▶ **Data provided**
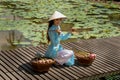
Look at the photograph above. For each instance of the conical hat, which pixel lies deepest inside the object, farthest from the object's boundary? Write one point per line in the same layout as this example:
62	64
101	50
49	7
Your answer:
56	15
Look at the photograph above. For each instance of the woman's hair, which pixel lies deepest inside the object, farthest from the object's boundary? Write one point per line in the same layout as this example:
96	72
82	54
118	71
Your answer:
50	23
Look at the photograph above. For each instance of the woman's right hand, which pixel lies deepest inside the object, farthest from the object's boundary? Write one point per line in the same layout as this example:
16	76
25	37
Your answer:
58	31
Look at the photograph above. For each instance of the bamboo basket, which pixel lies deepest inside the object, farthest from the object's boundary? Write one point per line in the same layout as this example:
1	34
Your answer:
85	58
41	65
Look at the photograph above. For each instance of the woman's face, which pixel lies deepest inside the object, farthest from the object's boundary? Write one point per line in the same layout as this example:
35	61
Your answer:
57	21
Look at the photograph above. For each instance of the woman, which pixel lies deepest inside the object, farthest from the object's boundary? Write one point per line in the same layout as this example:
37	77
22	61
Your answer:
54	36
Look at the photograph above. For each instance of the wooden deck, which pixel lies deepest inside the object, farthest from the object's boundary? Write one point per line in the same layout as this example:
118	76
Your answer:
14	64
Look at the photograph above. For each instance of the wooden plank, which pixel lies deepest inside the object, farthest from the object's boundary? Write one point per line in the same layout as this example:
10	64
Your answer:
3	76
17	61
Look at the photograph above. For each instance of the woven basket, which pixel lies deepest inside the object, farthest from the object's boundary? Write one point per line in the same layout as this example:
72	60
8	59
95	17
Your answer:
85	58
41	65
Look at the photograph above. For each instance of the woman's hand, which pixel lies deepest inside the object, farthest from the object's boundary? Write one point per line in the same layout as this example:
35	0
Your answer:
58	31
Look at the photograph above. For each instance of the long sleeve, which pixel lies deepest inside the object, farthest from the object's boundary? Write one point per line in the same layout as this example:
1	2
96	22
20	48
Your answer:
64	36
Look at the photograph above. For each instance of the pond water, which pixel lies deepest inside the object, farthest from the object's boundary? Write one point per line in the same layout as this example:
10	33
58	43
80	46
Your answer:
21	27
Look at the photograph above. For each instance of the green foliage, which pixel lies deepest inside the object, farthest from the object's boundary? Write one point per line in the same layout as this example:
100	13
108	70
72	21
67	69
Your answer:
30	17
--
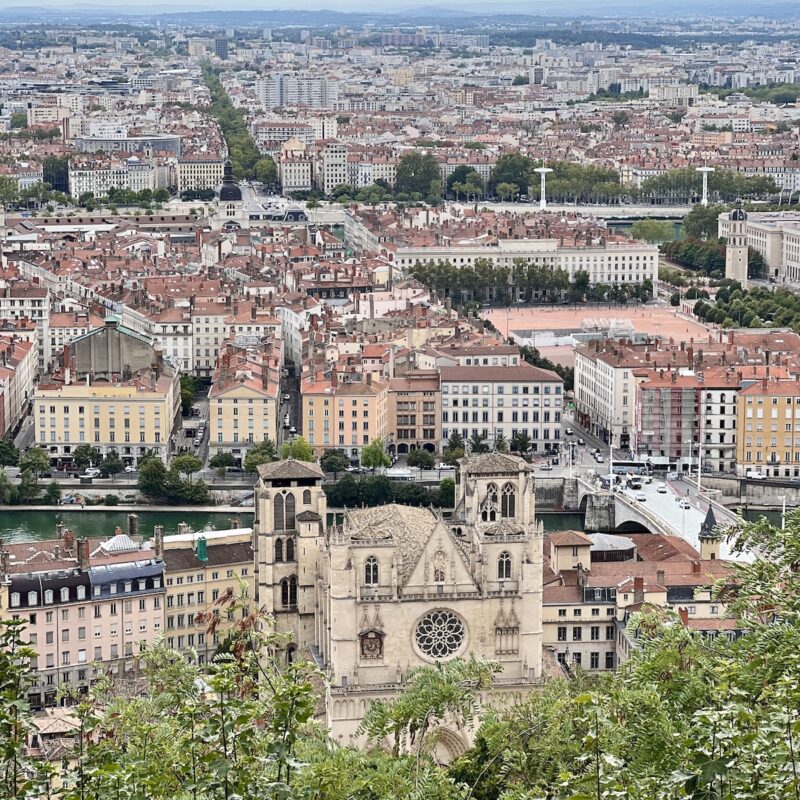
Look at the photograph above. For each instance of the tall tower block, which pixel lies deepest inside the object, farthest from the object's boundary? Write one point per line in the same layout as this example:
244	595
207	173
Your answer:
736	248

▶ **About this exercise**
In the listing above, which lines include the string "basket"? Return every one of them.

▶ **Expected output**
Look at the photograph above. For each instance of the bamboo basket, which pixel lies deepest inside the object, farthest from the object's boundary? Write one point per line in the same layout as this example:
Look at the photograph above. For each instance of the woven basket, which pixel lies deepest inside the object, farthest from the object's boundary? Write one point per line in the same layout as this example:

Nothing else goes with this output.